■ Task objective ■
How many lines of the material below contain the string "trailer"? Reply with the number alone.

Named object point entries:
******************************
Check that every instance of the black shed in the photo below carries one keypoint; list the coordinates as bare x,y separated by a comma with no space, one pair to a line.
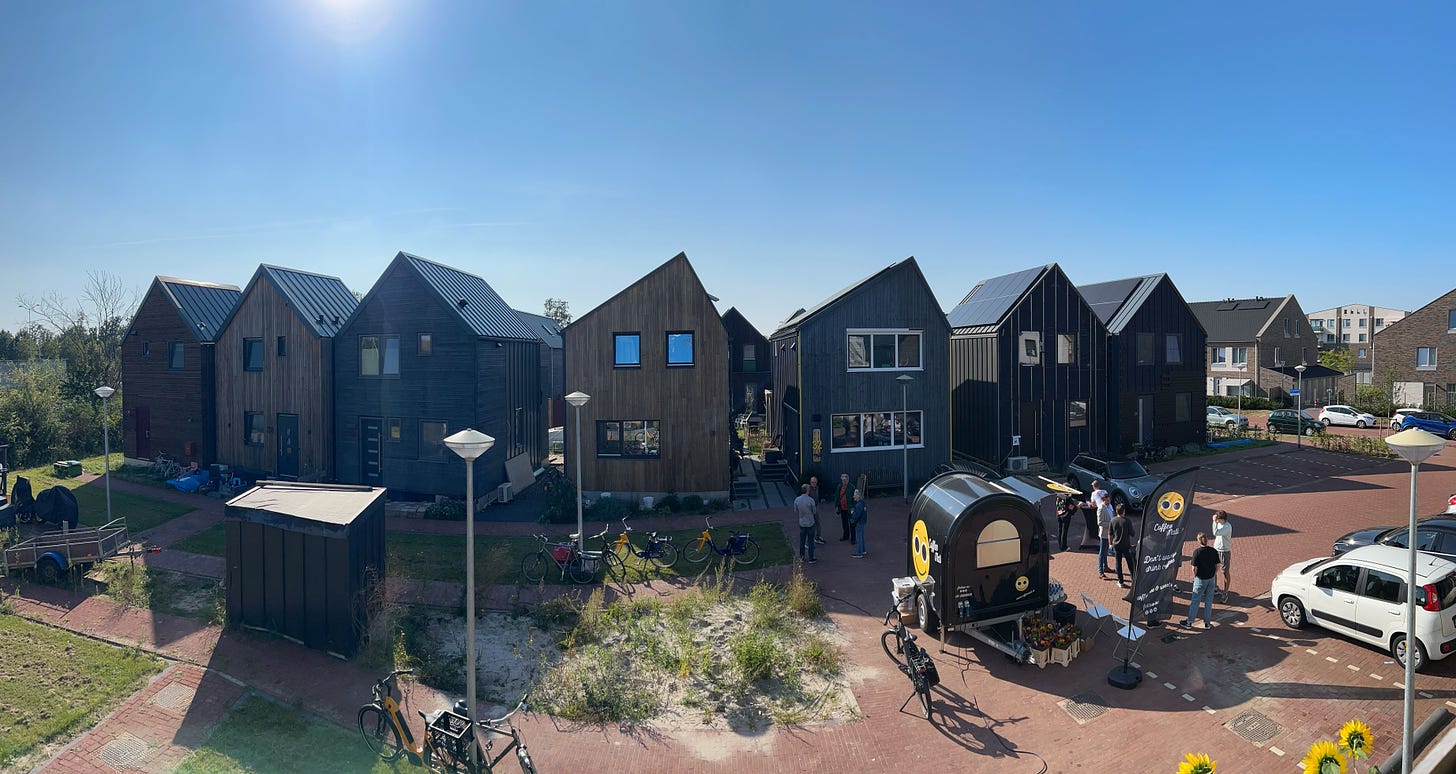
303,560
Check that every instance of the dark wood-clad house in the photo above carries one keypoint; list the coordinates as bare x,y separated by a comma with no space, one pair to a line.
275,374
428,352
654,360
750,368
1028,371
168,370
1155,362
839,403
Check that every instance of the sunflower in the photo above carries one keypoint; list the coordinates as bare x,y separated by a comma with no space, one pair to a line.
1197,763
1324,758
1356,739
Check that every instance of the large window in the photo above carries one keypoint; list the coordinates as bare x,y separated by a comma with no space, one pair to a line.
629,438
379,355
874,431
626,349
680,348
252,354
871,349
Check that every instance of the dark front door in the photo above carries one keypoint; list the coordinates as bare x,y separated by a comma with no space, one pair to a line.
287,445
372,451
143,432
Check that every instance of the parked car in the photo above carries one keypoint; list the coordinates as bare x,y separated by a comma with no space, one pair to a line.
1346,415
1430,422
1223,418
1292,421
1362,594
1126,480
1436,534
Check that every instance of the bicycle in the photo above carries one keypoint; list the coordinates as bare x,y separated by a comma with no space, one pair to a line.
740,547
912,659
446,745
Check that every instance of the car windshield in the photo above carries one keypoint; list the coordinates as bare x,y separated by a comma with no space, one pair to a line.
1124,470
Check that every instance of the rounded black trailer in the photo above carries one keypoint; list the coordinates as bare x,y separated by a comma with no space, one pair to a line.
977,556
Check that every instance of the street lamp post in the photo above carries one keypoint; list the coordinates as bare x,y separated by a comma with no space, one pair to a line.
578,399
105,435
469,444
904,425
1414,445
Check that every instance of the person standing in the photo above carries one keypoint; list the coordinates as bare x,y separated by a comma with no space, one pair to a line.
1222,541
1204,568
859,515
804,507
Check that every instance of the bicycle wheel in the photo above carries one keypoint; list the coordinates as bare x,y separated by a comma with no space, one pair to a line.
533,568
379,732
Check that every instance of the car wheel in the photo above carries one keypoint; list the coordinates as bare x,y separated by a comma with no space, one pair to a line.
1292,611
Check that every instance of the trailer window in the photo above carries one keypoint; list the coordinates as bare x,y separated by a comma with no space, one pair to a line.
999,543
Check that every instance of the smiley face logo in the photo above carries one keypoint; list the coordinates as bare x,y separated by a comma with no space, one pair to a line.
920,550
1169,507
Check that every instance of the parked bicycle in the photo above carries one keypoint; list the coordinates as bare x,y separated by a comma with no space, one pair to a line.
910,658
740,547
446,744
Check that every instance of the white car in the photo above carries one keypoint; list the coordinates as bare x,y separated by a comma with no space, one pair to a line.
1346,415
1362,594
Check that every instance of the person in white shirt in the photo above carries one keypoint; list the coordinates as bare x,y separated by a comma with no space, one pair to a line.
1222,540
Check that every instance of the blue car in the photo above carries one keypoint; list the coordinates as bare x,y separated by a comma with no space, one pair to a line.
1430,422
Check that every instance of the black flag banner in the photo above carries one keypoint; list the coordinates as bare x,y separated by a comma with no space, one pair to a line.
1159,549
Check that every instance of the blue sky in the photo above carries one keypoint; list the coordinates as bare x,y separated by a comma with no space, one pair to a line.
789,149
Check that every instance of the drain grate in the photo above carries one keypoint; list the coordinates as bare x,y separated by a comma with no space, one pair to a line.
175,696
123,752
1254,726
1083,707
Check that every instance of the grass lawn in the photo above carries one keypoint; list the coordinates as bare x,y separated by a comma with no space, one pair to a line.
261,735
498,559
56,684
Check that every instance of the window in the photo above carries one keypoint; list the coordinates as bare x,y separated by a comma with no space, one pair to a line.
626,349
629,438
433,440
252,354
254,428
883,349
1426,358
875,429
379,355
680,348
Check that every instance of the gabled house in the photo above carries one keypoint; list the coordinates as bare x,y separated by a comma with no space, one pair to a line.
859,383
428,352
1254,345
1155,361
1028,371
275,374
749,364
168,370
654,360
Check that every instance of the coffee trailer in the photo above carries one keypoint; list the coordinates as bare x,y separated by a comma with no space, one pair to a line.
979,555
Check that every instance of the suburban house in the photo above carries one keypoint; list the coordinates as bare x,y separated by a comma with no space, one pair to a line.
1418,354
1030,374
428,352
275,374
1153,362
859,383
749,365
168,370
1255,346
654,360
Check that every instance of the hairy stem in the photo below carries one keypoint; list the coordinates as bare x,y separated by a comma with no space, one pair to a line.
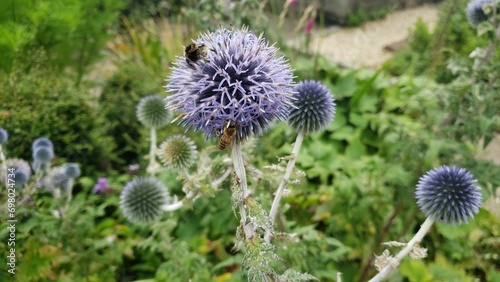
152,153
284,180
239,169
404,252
******************************
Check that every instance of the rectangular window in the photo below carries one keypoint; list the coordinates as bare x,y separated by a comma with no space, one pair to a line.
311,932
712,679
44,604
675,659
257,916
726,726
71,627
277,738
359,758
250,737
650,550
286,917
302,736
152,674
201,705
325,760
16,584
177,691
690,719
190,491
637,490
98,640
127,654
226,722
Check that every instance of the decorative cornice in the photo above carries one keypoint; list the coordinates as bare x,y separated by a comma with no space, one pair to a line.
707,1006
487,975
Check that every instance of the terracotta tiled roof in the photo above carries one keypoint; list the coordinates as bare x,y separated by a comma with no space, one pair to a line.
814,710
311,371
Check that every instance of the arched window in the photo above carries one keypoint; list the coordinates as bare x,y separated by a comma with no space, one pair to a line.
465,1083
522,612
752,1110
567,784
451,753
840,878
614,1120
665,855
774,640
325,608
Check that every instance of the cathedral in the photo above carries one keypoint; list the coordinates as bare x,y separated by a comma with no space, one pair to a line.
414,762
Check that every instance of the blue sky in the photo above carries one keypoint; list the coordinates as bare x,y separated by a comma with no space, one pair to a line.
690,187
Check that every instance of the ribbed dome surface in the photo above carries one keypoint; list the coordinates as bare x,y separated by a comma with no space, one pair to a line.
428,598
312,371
******************************
■ Solution to the problem ■
3